**Excerpted text**

# Feeding the bees



## Rog (May 27, 2004)

I put out some fresh honeycomb to attract the bees to my garden. Looks like it worked pretty good


----------



## The Driver. (May 20, 2004)

Interesting!


----------



## peckerwood (Jun 9, 2012)

They love Budlight too.Set one down and watch them line up around the hole.Wonder how they find there way back to the hive or crash into things.I love seeing honey bees in my garden.


----------



## Rubberback (Sep 9, 2008)

I had a couple of hives here. I was getting some honey. I neglected the hives & the bees swarmed & never returned to the hives. I bet I lost 80 000 bees. I know there still around because I see bees all over my dewberry vine & in my gardens. 
I'm gonna get back into bee keeping again. I just have to many irons in the fire.


----------



## Meadowlark (Jul 19, 2008)

peckerwood said:


> They love Budlight too....


 So do I, LOL.


----------



## MichaelW (Jun 16, 2010)

I like having the bees around also. I let one of my broccoli plants go to bloom and the bees loved it.


----------



## wet dreams (May 21, 2004)

No shortage of bees here, got a honey factory about a 1/2 mile from us, they gang up on our hummingbird feeders among other thangs....wish I knew how to keep them away from feeders....


----------



## RonnieS (Jan 1, 2010)

wet dreams said:


> No shortage of bees here, got a honey factory about a 1/2 mile from us, they gang up on our hummingbird feeders among other thangs....wish I knew how to keep them away from feeders....


I have hives and had to buy bee proof feeders. No more bees on them.


----------



## Muddskipper (Dec 29, 2004)

I'm on my first hive after playing with hives all last year

Should have three by fall....


----------



## softball fan (Oct 28, 2011)

What are some other attractants for bees or where can you find some of the honeycomb


----------



## d50h (Dec 2, 2005)

lemongrass oil


----------



## Rog (May 27, 2004)

softball fan said:


> What are some other attractants for bees or where can you find some of the honeycomb


You can use store bought honey or sugar water I would guess. I get my honeycomb from a hive that I robbed near my house in Katy.


----------

**Task instructions**
(1) Please list every attractant for bees that the bee-feeding thread suggests in reply to the post asking about other attractants.
(2) In the bee-feeding thread, what did RonnieS have to buy to keep bees off the feeders?
(3) According to the bee-feeding thread, how did Rubberback come to lose his bees?
The records after the bee-feeding thread play no part in what is asked here.

**Supplied material**
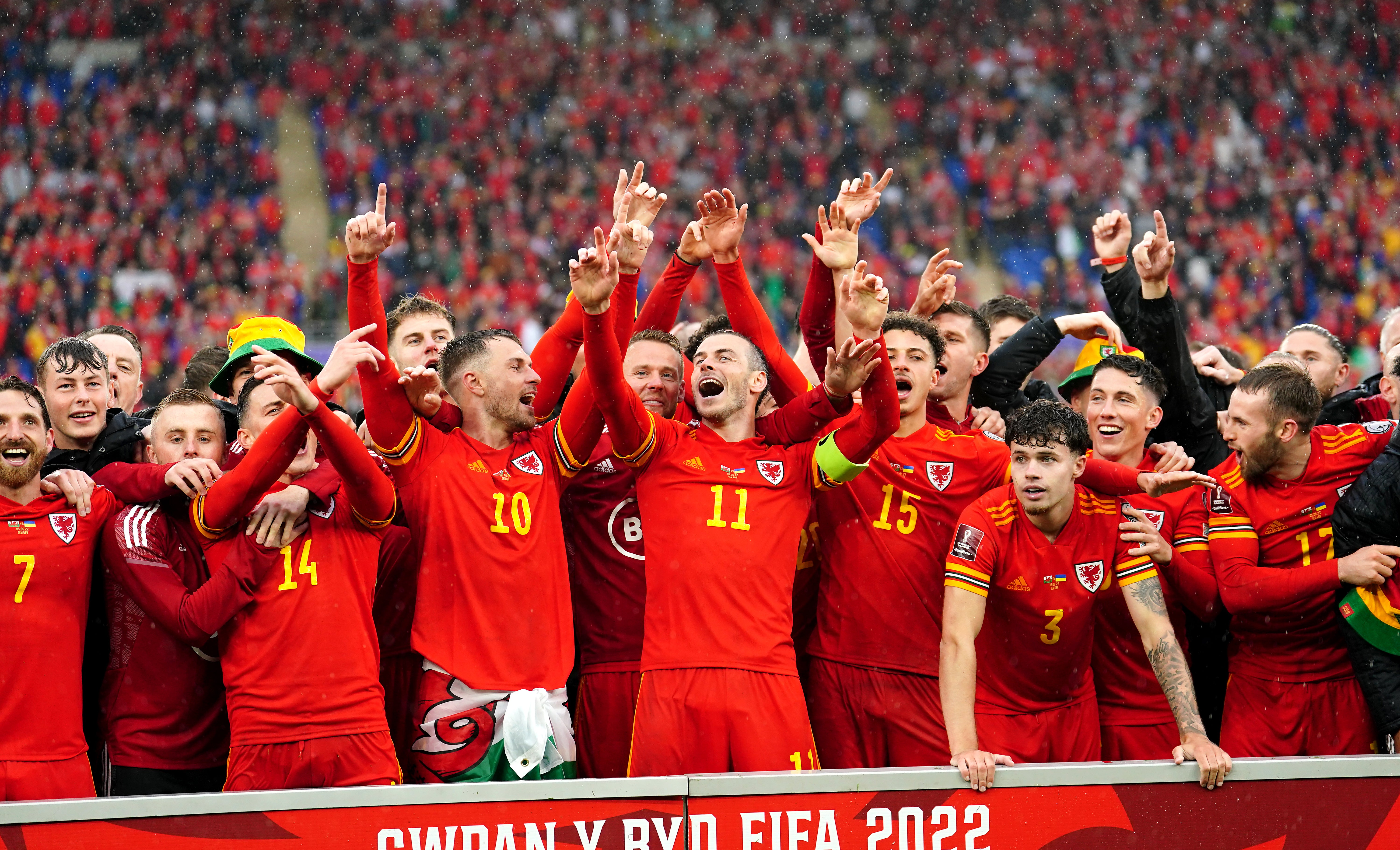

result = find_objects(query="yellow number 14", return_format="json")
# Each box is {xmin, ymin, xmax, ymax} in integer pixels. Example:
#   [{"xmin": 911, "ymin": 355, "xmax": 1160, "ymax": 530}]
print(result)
[{"xmin": 277, "ymin": 538, "xmax": 316, "ymax": 591}]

**Results**
(1) Lemongrass oil, store-bought honey, and sugar water.

(2) Bee-proof feeders.

(3) Rubberback neglected his hives, and the bees swarmed and never returned to them. He estimates he lost 80,000 bees.